What is needed =>
Show every line below that contains the word "corrugated", copying each one in full; letter case matters.

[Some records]
--- Start ---

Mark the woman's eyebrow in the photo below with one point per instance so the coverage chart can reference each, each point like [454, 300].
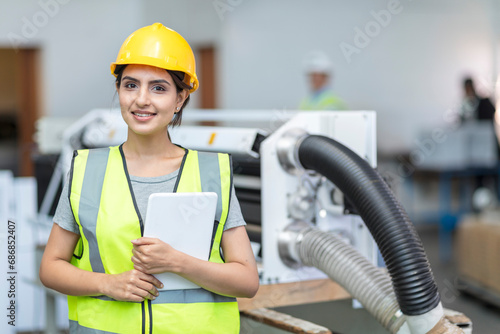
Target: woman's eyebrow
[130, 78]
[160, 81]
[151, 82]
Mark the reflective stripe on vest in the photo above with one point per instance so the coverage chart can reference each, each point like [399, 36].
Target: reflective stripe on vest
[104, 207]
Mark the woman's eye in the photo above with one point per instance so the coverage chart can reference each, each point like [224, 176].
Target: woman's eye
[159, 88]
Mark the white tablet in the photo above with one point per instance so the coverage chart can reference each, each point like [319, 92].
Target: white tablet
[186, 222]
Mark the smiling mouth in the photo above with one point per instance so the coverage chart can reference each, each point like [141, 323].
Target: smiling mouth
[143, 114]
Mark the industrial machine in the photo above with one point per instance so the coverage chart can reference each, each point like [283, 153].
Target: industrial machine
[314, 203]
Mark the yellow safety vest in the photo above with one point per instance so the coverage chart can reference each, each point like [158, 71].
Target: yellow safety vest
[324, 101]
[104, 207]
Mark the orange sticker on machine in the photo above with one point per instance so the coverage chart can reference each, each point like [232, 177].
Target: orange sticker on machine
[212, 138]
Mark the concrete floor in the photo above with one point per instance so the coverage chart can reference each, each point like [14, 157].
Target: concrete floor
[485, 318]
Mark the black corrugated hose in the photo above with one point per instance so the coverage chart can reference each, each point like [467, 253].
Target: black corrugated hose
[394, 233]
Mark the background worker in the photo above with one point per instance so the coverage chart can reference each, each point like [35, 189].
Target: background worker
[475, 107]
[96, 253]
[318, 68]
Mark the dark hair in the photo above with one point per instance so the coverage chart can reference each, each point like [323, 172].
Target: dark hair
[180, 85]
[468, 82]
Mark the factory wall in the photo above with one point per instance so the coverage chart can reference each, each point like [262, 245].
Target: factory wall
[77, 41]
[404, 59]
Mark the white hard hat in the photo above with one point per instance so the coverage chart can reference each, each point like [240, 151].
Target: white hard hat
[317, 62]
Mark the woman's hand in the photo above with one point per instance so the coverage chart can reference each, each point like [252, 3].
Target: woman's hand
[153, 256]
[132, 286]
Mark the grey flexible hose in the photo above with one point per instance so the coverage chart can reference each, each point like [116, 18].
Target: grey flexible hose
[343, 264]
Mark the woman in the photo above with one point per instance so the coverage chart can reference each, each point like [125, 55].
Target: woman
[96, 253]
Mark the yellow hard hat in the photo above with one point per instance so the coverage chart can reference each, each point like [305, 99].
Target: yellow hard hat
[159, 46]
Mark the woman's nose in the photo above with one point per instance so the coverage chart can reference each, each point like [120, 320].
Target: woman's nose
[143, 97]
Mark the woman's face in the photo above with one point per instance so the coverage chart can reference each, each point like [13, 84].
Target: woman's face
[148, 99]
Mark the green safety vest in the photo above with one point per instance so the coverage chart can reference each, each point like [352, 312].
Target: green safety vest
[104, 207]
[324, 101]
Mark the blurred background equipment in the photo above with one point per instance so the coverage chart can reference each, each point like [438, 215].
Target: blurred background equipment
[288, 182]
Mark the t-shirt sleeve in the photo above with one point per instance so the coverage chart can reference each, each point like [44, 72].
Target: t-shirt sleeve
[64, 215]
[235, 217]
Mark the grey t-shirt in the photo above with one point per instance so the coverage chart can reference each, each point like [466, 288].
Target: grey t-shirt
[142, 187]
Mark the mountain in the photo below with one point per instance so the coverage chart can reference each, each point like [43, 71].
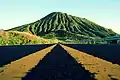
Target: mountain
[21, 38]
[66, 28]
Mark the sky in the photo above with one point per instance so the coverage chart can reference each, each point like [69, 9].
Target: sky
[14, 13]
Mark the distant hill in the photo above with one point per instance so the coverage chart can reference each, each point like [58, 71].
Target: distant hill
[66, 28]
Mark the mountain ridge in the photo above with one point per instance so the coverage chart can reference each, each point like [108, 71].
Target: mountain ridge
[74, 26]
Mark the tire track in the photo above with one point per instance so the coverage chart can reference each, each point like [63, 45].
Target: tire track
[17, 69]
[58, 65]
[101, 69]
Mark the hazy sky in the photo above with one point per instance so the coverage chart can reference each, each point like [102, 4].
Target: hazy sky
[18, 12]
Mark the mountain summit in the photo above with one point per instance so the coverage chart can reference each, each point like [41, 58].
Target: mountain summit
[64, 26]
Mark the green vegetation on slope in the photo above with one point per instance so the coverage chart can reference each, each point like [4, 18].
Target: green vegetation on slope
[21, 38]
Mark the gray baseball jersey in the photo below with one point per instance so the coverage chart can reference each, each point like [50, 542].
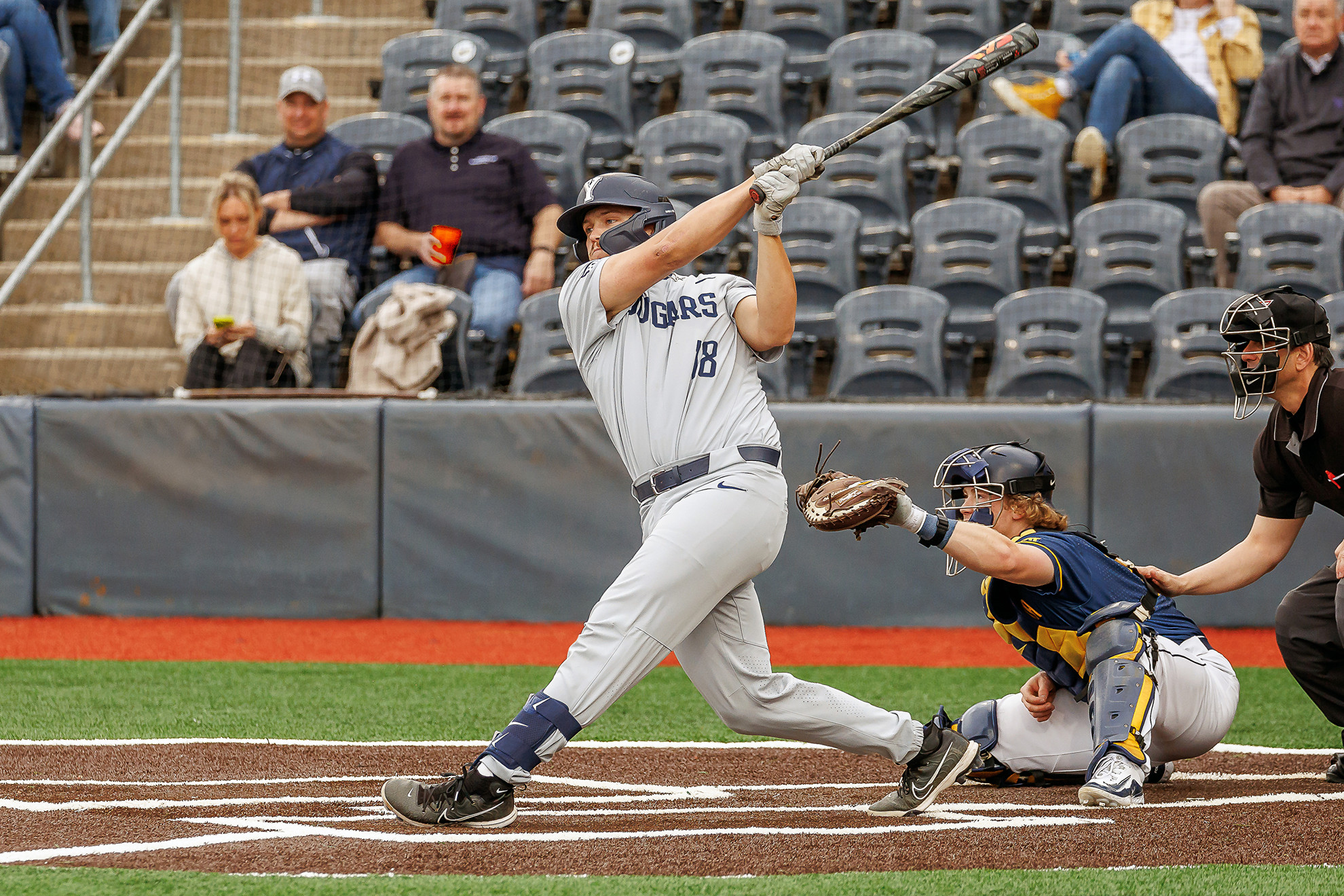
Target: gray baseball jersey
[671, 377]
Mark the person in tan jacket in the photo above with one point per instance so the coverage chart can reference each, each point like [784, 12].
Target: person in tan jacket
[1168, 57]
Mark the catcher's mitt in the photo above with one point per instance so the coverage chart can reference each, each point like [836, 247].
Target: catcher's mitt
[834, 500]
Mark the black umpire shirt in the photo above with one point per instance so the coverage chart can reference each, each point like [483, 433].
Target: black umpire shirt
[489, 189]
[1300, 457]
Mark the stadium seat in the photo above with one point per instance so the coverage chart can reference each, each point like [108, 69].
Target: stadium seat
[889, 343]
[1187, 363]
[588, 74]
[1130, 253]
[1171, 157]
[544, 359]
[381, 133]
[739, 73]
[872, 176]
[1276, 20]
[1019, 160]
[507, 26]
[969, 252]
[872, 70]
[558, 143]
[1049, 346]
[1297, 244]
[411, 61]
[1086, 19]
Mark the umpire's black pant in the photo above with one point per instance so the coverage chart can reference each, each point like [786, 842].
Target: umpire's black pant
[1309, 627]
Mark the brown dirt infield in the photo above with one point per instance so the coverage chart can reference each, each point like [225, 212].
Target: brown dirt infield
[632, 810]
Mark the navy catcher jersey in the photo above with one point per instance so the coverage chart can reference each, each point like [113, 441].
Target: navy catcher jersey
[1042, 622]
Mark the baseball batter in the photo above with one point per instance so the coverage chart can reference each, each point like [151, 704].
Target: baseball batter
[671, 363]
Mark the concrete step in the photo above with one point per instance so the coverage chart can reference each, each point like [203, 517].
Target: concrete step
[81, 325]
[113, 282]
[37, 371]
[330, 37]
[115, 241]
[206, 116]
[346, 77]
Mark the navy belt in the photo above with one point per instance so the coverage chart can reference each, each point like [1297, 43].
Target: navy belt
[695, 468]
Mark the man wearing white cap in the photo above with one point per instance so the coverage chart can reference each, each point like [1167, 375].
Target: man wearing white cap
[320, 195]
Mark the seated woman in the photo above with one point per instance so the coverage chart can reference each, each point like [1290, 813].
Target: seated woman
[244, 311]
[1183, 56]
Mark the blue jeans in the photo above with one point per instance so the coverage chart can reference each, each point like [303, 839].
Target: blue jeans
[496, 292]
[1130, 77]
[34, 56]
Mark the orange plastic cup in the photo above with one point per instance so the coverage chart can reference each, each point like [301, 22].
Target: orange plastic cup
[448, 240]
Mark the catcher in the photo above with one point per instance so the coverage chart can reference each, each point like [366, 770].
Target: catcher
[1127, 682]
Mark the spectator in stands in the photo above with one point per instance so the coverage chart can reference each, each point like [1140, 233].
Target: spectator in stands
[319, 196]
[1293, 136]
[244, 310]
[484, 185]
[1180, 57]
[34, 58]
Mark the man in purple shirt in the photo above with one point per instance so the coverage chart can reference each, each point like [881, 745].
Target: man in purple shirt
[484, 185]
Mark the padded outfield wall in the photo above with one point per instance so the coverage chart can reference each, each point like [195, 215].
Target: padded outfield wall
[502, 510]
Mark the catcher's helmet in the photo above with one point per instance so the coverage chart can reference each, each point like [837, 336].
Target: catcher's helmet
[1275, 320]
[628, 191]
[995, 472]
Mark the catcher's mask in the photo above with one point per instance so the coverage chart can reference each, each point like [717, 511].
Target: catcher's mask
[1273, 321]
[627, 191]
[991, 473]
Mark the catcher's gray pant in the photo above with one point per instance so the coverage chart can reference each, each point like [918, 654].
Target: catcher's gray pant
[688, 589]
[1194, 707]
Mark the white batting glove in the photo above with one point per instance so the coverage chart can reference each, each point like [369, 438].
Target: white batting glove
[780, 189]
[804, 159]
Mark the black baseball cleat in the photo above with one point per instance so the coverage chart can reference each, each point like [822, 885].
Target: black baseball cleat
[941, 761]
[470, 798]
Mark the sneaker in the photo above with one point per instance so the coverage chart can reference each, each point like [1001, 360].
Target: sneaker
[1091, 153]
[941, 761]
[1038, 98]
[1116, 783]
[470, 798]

--- End ---
--- Start ---

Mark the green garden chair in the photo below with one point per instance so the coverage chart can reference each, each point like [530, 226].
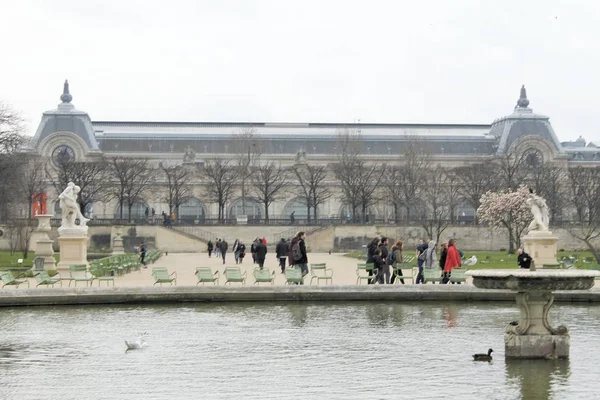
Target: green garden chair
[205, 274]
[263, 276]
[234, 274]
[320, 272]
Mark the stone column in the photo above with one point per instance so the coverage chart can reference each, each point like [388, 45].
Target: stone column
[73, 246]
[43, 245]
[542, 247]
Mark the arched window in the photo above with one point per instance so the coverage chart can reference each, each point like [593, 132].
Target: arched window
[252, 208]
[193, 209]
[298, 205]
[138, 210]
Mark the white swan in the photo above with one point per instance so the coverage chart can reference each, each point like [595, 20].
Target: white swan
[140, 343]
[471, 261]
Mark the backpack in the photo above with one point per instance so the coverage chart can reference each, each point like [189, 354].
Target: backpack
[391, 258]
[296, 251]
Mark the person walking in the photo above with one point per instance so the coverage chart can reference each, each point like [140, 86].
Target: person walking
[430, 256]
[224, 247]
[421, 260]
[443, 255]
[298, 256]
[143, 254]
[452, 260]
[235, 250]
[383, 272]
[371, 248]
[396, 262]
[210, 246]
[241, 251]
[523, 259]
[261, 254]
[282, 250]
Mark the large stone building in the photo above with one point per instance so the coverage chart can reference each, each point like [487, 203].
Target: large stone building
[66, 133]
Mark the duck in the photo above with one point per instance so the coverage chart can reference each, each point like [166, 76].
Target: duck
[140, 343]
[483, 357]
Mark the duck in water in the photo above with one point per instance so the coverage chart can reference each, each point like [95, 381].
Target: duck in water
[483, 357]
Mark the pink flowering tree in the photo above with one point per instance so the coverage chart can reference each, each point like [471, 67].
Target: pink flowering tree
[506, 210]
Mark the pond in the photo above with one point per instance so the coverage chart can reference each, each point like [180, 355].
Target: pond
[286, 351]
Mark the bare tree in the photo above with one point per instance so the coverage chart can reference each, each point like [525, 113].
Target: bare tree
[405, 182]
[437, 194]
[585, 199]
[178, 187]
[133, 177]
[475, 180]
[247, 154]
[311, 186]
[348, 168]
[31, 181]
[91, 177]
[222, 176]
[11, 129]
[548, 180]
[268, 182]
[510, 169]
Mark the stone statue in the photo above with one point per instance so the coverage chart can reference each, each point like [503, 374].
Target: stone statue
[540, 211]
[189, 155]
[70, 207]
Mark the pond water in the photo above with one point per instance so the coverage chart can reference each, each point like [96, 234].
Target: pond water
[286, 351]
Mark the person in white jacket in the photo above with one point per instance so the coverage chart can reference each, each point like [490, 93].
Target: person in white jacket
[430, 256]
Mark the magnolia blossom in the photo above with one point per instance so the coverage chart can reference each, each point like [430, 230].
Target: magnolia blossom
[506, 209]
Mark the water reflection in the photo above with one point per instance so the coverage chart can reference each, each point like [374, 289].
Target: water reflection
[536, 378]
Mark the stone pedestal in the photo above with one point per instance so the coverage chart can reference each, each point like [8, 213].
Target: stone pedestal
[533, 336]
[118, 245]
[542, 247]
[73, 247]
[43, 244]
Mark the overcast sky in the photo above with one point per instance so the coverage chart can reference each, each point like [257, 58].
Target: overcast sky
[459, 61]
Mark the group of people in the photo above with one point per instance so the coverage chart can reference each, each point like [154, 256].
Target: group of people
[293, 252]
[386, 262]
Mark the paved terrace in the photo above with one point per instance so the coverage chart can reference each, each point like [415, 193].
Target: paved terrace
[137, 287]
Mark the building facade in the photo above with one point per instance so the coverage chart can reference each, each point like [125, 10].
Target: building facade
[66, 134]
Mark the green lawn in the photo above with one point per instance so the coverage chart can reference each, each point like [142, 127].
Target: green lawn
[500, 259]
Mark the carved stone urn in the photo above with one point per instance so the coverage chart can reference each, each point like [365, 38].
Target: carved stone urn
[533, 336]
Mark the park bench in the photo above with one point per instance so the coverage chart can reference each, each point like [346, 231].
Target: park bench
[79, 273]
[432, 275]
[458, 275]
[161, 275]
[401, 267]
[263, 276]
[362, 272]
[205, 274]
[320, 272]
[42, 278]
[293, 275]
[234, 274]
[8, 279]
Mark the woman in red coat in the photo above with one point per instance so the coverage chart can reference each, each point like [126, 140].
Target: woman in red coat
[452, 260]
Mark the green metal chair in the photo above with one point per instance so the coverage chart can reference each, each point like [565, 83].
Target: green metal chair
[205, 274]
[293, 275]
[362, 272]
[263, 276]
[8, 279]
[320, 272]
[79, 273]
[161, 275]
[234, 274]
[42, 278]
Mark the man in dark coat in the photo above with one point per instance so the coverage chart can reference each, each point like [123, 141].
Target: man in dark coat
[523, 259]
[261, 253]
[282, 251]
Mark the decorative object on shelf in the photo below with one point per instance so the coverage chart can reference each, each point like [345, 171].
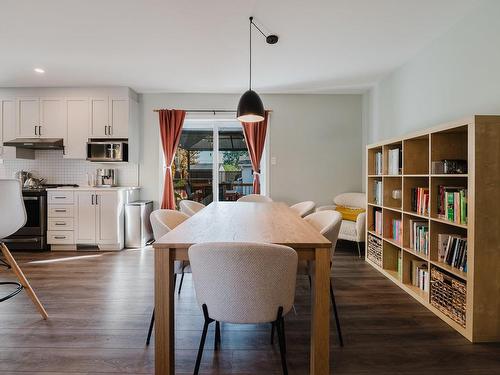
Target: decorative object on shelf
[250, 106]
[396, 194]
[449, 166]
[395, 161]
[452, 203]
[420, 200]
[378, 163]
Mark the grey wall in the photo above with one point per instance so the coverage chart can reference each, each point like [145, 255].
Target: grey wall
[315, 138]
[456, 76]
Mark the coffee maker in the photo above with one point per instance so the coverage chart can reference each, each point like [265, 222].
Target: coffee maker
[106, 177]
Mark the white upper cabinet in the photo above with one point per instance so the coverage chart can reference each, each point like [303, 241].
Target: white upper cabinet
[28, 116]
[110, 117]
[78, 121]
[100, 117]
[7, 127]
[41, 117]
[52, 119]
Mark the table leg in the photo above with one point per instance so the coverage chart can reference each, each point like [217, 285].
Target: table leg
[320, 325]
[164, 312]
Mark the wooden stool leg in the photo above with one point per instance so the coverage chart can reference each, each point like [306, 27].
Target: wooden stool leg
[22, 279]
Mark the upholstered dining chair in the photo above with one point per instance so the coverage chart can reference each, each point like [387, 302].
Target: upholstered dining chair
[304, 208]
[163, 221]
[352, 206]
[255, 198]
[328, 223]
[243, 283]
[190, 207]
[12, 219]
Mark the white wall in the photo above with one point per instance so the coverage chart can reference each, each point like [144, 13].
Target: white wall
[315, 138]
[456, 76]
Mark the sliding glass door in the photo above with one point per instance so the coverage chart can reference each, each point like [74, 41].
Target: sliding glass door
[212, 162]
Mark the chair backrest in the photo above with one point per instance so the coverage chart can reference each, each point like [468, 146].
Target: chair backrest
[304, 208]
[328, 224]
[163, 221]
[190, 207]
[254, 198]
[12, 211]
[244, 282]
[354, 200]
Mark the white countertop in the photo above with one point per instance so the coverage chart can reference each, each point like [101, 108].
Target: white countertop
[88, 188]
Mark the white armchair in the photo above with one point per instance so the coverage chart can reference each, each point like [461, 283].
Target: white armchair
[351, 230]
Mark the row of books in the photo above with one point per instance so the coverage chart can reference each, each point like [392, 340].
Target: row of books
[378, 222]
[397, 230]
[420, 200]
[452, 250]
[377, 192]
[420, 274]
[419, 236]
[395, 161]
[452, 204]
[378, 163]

--- End ---
--- Start ---

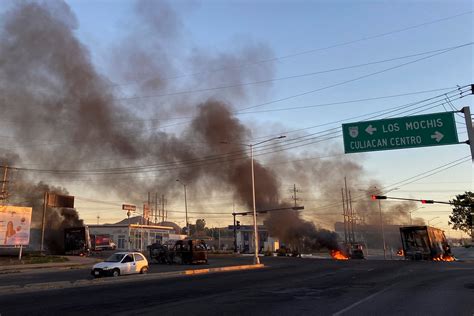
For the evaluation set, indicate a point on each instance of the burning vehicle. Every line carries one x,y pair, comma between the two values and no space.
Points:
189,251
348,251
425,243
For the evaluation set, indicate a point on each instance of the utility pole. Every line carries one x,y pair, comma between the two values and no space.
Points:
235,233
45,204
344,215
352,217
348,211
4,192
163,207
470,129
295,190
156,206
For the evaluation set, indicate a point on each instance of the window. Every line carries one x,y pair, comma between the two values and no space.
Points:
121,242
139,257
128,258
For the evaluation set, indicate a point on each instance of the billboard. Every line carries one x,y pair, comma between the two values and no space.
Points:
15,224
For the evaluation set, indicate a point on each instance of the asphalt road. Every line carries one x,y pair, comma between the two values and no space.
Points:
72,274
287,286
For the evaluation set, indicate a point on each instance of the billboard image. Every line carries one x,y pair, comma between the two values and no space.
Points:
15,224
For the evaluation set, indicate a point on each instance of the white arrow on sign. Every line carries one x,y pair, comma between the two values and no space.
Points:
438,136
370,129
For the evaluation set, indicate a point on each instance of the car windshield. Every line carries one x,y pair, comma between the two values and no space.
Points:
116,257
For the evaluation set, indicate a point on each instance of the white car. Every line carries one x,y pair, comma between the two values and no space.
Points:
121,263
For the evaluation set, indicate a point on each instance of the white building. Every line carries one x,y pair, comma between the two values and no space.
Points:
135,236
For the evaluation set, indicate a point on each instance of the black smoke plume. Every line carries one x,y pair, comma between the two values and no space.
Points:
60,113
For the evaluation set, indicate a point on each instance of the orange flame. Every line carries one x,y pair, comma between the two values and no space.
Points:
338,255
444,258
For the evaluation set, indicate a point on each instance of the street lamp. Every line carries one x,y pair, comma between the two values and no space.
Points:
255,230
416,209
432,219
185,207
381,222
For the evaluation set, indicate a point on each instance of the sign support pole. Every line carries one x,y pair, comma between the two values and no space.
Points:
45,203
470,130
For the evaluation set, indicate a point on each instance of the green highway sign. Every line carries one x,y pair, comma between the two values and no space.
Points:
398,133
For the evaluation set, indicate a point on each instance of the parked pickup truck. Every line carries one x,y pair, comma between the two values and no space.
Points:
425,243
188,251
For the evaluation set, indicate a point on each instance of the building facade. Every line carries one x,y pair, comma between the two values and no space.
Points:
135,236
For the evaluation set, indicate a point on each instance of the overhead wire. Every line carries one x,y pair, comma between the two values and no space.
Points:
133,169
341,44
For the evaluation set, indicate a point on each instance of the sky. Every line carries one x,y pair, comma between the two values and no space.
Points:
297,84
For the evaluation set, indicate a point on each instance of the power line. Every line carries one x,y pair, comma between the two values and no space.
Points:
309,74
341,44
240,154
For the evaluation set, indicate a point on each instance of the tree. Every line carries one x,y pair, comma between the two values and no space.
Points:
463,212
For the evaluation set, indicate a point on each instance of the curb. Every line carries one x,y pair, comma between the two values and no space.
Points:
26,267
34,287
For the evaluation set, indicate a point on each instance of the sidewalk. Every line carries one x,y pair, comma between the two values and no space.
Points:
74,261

--- End ---

Answer to this exercise =>
Mark the black corrugated hose in the photo above with one point per instance so the coverage chart can reference each, each point like [467, 253].
Target: black corrugated hose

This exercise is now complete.